● SHORT EXERCISE 1
Retype the blog post on BBC bias word for word, starting at "By total contrast, when" and ending at "some other idea.".

* BEGIN SELECTED EXTRACT *

Saturday 14 May 2011



CALLING MR OSWALD....

This was sent my way and thought it needed sharing; "I dont know if anyone heard this on the Nicky Campbell Show ? The subject was Max Mosley and his privacy case at the EU court. The program is supposed to be a public phone-in but to my recollection only 2 members of the public got on air for about 20 seconds only. The rest of the program was taken up by so called "expert contributors". Here they are: Studio: Jo Glanville - Index on Censorship (against Max Mosley) Phone Contributors: Mark Stephens (?) - media lawyer (against Max Mosley) Kelvin MacKenzie - Sun Newspaper (against Max Mosley) John Hemmings - MP (against Max Mosley) Some religous nut - (against Max Mosley and society in general) Obviously no BBC bias there then at all !!"

THOSE BBC AUDIENCES!

Pleased to see that Biased BBC gets a mention here in the always excellent Newsbusters with regard to the behaviour of a Question Time audience on the topic of Bin Laden's exit of planet Earth;

By total contrast, when Douglas Murray, the associate director of the Henry Jackson Society, told the BBC’s flagship program Question Time last Thursday that he felt “elated” at the news, he was booed, heckled, and almost shouted down. Another panelist, the writer Yasmin Alibhai Brown, was applauded when she said she was “depressed” by the killing, as it “demeans a democracy and a president who has shown himself to be the Ugly American. He’s degraded American democracy, which had already degraded itself with torture and rendition.” The former Liberal Party leader Paddy Ashdown was then cheered when he said: “I cannot rejoice on the killing of any man. I belong to a country that is founded on the principle of exercise of due process of law,” as though the United States was founded on some other idea.

* END SELECTED EXTRACT *
* BEGIN DATASET *

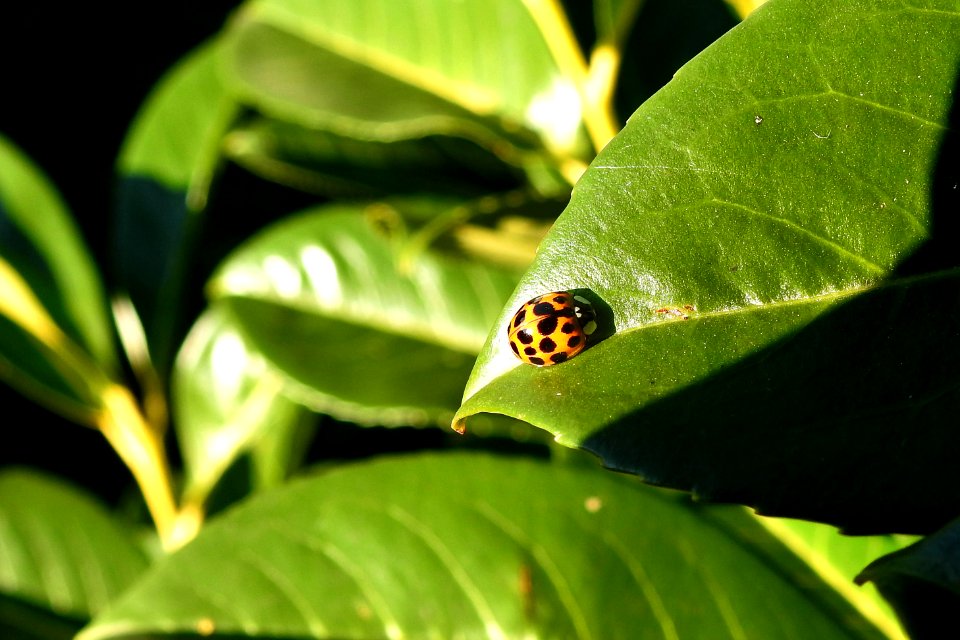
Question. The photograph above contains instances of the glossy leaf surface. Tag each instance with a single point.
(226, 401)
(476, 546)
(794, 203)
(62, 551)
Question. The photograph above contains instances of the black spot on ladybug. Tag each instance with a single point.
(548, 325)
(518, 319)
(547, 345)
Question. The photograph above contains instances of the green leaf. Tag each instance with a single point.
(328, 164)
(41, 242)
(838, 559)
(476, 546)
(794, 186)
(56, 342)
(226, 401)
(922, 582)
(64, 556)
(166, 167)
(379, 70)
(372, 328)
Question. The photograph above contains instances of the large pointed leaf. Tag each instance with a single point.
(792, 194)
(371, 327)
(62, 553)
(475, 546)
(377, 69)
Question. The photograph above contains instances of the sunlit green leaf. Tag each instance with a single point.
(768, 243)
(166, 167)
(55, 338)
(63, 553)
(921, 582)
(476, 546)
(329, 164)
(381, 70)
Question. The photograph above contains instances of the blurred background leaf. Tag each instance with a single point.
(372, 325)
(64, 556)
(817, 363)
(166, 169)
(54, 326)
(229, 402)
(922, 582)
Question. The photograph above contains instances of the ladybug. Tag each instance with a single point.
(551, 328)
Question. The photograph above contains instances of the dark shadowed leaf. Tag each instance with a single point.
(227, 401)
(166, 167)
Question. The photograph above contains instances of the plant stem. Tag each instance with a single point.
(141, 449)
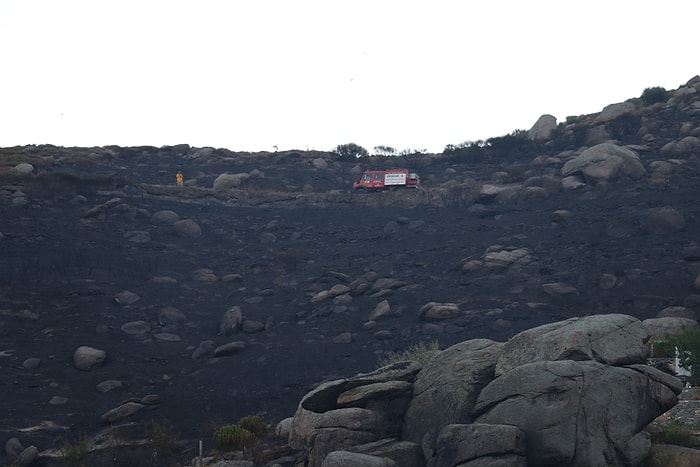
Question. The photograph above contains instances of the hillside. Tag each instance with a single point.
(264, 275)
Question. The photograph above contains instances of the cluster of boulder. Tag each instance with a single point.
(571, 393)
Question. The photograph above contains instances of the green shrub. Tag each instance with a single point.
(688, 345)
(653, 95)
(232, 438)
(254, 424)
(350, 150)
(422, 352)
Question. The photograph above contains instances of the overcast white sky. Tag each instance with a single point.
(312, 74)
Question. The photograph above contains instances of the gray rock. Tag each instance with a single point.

* END DATASET *

● SHORT EXERCISE 2
In the entries, starting at the line that contains "hillside. Tag each instance with a single point." and ending at the last line of the entries, substitute "bushy shrub" for "green shrub". Give back only those lines, with everything else unchanged.

● FULL OUTPUT 1
By total contrast, when Douglas Murray, the associate director of the Henry Jackson Society, told the BBC’s flagship program Question Time last Thursday that he felt “elated” at the news, he was booed, heckled, and almost shouted down. Another panelist, the writer Yasmin Alibhai Brown, was applauded when she said she was “depressed” by the killing, as it “demeans a democracy and a president who has shown himself to be the Ugly American. He’s degraded American democracy, which had already degraded itself with torture and rendition.” The former Liberal Party leader Paddy Ashdown was then cheered when he said: “I cannot rejoice on the killing of any man. I belong to a country that is founded on the principle of exercise of due process of law,” as though the United States was founded on some other idea.

● FULL OUTPUT 2
Question. The photograph above contains instances of the hillside. Tag each instance with a single point.
(264, 275)
Question. The photograph above contains instances of the cluster of boulder. Tag each instance with a single point.
(571, 393)
Question. The photograph above contains instances of the bushy shrub. Tag each instance with a single point.
(688, 345)
(653, 95)
(232, 438)
(254, 424)
(350, 150)
(422, 352)
Question. The photograph above contains instances of the overcast white sky. Tag each instance with a single point.
(312, 74)
Question. The photograph above contains instances of the gray rock. Tag each instance with a single point.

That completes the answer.